▸ **What is required**
Across the entries, count the lines that include "statue" and report only that number.

▸ **Data in this exercise**
================================

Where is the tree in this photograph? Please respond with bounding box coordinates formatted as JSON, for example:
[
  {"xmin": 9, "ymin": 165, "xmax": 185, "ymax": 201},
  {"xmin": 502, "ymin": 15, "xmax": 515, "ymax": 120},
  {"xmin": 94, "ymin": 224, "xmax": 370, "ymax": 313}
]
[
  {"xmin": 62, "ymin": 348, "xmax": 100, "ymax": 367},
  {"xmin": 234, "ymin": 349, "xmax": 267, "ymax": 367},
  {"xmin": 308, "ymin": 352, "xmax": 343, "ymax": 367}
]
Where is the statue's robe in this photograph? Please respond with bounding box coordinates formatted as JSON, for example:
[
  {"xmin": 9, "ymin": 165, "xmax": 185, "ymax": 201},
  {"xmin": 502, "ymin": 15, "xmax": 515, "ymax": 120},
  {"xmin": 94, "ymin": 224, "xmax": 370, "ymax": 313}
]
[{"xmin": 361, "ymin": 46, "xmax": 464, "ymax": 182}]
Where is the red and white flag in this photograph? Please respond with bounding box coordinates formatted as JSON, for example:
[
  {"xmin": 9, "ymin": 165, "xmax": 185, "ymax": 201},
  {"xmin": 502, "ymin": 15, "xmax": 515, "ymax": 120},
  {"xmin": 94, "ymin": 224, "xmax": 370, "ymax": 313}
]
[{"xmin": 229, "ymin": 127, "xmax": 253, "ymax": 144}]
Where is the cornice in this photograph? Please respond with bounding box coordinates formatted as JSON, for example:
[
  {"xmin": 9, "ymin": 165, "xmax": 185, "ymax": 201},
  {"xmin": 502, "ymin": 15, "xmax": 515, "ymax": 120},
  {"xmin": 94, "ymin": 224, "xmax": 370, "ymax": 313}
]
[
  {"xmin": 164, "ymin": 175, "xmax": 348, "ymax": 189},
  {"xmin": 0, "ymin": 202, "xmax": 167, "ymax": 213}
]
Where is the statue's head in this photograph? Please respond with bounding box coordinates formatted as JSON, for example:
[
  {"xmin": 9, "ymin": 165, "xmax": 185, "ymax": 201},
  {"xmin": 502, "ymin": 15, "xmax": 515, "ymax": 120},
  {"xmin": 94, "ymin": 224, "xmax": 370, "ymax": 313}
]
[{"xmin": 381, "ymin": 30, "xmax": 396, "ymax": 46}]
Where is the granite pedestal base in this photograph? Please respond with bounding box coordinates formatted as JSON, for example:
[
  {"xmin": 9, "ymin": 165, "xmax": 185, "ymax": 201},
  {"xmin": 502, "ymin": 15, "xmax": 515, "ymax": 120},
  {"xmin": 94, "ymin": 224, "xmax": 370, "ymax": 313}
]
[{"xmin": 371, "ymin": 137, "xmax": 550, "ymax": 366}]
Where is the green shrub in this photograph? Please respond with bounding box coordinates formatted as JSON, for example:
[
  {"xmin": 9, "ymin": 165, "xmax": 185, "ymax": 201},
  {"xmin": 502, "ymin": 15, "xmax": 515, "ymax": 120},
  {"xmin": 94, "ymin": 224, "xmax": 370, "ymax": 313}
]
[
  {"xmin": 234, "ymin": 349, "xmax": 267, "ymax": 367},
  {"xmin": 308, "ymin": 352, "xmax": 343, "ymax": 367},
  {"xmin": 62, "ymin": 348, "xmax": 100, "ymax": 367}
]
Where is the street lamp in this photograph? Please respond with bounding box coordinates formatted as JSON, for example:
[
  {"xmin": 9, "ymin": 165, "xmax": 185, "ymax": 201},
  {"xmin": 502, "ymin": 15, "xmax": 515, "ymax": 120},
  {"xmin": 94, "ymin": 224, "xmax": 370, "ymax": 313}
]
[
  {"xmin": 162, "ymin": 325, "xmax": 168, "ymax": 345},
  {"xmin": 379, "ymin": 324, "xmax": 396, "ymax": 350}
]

================================

▸ **Exercise answer**
2